GIVEN DATA:

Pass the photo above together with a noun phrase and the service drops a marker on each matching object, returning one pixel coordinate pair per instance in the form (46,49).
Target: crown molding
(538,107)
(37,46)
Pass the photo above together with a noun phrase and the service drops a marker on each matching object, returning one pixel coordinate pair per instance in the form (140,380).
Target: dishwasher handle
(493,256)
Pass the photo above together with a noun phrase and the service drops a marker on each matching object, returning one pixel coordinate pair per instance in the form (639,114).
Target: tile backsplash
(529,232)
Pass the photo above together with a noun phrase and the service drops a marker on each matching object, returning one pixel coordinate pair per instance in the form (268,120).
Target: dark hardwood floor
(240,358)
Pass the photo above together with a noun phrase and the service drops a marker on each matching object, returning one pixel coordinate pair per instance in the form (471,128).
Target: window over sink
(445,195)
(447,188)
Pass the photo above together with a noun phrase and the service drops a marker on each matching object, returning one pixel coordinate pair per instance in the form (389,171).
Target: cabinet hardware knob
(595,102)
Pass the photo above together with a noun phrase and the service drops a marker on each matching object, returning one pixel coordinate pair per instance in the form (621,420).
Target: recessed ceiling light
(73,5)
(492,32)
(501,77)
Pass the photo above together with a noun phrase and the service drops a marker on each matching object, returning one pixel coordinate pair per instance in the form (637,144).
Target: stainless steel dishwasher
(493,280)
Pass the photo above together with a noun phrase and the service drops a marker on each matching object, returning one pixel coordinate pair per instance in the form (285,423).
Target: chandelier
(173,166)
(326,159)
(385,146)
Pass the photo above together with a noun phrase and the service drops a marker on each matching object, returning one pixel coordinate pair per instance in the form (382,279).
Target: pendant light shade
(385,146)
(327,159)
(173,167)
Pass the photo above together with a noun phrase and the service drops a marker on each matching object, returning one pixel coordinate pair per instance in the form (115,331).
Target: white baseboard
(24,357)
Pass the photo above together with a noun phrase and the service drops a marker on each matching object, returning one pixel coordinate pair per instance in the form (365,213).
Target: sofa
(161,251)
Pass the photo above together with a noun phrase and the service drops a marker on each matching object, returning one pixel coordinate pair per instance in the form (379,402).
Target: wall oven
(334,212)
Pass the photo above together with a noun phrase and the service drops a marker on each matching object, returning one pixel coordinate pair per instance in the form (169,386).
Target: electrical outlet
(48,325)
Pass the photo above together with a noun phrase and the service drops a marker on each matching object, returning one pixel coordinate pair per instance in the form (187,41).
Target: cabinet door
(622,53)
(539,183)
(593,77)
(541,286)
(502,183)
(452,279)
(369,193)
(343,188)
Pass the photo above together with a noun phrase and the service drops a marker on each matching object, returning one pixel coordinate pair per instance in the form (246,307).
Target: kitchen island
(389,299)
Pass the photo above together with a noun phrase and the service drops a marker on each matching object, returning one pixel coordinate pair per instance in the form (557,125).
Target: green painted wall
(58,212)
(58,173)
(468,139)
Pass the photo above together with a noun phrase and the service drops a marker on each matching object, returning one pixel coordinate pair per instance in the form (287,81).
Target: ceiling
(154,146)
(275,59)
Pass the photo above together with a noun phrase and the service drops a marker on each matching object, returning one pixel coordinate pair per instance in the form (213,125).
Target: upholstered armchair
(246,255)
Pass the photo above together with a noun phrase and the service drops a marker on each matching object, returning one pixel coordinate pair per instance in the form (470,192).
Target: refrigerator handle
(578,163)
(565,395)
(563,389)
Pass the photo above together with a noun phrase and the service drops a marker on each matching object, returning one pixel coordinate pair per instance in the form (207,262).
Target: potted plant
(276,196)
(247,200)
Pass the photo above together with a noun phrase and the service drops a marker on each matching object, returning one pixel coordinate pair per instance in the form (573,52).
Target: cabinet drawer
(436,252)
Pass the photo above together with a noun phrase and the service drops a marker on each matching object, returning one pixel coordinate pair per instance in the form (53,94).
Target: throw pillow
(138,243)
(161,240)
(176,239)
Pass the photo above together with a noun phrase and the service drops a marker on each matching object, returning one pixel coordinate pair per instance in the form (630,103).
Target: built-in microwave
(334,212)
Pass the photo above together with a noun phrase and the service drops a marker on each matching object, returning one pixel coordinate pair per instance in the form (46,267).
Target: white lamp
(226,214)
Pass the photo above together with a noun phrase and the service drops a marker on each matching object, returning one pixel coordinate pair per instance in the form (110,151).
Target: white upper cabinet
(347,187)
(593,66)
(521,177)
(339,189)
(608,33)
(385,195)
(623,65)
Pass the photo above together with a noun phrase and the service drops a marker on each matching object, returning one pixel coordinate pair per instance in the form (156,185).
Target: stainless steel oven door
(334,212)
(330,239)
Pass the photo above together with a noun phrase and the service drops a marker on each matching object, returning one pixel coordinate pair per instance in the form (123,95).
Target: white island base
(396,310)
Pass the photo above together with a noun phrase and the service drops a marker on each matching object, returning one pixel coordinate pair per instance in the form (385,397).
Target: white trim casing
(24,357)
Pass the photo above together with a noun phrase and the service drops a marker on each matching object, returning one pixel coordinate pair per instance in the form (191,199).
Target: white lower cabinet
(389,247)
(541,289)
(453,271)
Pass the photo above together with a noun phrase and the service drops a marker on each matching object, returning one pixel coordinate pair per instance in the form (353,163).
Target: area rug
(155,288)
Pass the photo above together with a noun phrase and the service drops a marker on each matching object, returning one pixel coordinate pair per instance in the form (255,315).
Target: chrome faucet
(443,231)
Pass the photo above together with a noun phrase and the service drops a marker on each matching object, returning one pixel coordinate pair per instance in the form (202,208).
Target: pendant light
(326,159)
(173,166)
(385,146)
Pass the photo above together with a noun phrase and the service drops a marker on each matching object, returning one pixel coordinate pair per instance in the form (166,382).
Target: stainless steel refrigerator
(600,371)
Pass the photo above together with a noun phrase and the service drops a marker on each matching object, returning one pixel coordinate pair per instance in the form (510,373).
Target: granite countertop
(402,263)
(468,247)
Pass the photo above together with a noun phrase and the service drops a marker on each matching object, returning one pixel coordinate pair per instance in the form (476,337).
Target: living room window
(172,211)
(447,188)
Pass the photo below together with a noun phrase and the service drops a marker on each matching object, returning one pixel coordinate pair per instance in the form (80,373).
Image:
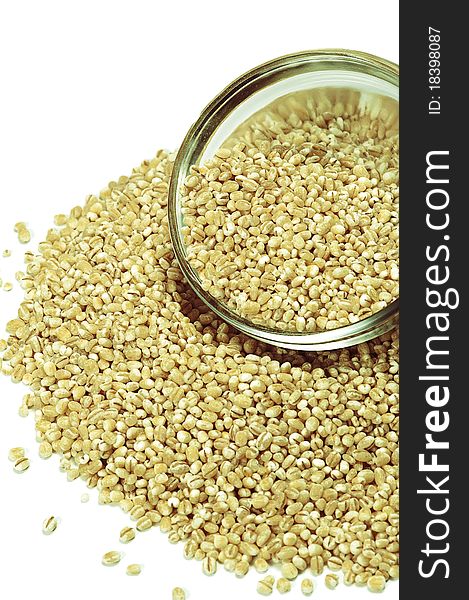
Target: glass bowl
(331,69)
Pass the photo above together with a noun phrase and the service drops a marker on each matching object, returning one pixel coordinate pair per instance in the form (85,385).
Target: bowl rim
(201,131)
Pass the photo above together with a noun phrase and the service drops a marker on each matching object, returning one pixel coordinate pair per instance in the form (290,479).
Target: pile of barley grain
(249,455)
(295,224)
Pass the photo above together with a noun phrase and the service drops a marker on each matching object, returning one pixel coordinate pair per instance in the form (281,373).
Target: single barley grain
(111,558)
(49,525)
(265,586)
(376,583)
(307,586)
(21,465)
(332,581)
(134,569)
(126,535)
(15,454)
(283,585)
(24,235)
(45,449)
(179,594)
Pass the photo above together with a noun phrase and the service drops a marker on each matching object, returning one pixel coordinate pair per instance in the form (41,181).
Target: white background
(88,89)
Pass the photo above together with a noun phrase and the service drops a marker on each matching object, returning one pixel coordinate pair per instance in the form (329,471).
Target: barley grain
(179,594)
(133,569)
(21,465)
(15,454)
(49,525)
(307,586)
(265,586)
(332,581)
(111,558)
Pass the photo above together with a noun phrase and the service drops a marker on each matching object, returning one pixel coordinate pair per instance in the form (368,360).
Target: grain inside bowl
(293,224)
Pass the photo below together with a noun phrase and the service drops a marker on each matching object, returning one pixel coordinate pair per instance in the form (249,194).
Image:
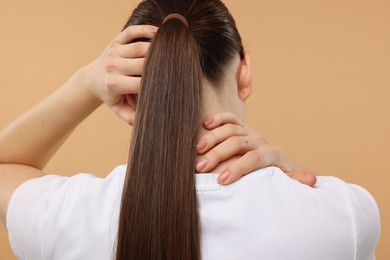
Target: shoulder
(57,210)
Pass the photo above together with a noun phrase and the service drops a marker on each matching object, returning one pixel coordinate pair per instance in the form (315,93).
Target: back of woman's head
(159,215)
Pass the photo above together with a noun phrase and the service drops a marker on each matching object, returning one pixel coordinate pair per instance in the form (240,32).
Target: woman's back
(265,215)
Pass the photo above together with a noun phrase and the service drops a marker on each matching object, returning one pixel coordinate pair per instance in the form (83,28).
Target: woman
(196,66)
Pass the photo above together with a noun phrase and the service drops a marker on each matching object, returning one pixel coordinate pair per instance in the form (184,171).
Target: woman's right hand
(115,77)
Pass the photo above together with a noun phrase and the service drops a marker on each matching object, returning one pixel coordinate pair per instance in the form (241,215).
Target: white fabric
(264,215)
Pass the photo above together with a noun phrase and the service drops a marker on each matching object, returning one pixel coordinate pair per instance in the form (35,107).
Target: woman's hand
(228,138)
(115,77)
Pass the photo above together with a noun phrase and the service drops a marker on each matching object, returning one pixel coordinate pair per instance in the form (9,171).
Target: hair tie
(177,16)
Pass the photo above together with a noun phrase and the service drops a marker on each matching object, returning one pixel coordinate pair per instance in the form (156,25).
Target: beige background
(321,69)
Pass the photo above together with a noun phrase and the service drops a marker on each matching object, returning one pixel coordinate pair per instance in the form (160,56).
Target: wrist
(83,81)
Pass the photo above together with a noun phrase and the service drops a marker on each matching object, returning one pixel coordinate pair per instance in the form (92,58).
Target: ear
(244,81)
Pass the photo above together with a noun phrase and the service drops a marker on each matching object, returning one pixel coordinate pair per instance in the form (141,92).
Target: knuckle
(237,141)
(214,156)
(255,156)
(110,83)
(110,64)
(138,49)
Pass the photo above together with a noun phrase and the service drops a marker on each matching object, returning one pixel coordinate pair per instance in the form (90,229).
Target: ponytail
(159,212)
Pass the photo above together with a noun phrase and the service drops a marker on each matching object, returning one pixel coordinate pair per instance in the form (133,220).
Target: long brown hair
(159,212)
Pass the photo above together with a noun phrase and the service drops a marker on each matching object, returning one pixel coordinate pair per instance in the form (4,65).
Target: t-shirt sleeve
(367,222)
(32,215)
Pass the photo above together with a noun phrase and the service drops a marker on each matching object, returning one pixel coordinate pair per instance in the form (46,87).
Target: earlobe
(245,77)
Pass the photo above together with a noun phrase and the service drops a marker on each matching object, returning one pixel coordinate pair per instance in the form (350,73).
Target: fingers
(219,119)
(127,67)
(118,85)
(135,32)
(248,163)
(125,109)
(233,146)
(133,50)
(220,134)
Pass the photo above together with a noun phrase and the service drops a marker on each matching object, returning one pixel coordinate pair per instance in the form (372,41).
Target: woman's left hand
(228,138)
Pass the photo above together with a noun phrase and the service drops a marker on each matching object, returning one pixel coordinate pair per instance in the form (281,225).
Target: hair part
(159,212)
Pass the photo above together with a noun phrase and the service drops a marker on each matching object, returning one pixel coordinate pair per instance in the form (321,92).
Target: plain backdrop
(321,74)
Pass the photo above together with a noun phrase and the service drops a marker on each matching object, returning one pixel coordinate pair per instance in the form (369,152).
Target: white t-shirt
(265,215)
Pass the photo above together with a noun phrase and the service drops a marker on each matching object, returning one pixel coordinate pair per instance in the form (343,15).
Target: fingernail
(209,121)
(222,178)
(201,145)
(201,164)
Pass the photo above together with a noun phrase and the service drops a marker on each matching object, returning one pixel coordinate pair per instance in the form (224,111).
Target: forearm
(34,137)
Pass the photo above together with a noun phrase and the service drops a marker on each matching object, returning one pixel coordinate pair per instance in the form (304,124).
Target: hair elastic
(177,16)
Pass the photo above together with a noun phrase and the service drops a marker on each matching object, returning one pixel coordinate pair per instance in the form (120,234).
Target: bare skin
(29,142)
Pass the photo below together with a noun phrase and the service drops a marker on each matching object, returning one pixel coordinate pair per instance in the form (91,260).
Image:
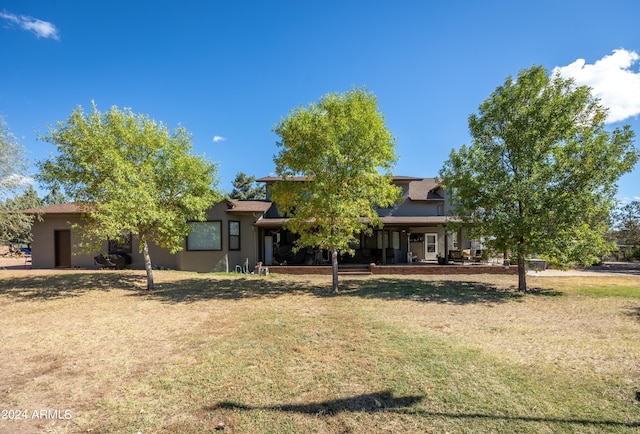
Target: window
(234,235)
(395,237)
(205,236)
(121,244)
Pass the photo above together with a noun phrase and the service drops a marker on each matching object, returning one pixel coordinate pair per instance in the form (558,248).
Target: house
(226,239)
(413,230)
(239,232)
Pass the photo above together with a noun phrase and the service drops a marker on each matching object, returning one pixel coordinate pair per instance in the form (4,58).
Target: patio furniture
(113,262)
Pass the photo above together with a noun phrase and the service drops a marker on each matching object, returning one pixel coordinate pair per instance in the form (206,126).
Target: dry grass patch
(281,354)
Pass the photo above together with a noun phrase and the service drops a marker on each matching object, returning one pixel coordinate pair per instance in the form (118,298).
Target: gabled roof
(248,206)
(62,208)
(272,179)
(425,189)
(271,223)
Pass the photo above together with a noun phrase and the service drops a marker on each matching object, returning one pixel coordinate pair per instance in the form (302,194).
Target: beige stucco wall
(223,260)
(43,244)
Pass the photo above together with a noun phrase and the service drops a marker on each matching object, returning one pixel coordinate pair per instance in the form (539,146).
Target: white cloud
(42,29)
(612,80)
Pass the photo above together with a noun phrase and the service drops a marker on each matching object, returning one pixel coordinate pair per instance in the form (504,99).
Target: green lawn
(281,354)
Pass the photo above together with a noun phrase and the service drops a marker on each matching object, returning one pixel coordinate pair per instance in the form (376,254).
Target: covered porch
(402,240)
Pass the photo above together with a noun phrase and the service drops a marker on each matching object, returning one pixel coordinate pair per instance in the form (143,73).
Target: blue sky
(228,71)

OBJECTIVE: Only the lines from the one containing "the form (206,126)." to the end of the listing belong in the output, each reproduced exactly.

FINAL ANSWER:
Pass the photo above together with a noun phrase and the service drops a marker on each matching object, returning one pixel coordinate pair per instance in the form (206,126).
Target: dry grass patch
(281,354)
Pass the photo above together with a noun phrase and the service drops a marker on each matching object, returning one pixel coordinate pair per instance in the form (118,298).
Target: gabled roof
(248,206)
(62,208)
(272,179)
(425,189)
(271,223)
Pass the photo above together with a noun phrase and the service drops a marker on each matching object, returning one pixel coordinate pair per instance in the form (302,194).
Target: beige stucco wall
(223,260)
(43,244)
Pass the photo above together with a noun phrase and the service drops a marker on each matching object, returning one pixel coordinate pair per instance in the form (539,146).
Target: white cloud
(42,29)
(612,80)
Pass the photo above together with a noun phrase and the service drops a marker on each matching object, returning one pixel coordinate pair per instance in the form (504,99).
Target: green lawn
(281,354)
Pass the photo above together with a noun phrase and the service drops a marker on each matching object, returning one pixel coordinate pair per instance in the form (376,254).
Target: covered porch
(402,240)
Pass the photo above together with a noun phrase and the service drops a marker on each matching object, returning one pixel coordinate pair per instance in the form (143,73).
Target: blue sky
(228,71)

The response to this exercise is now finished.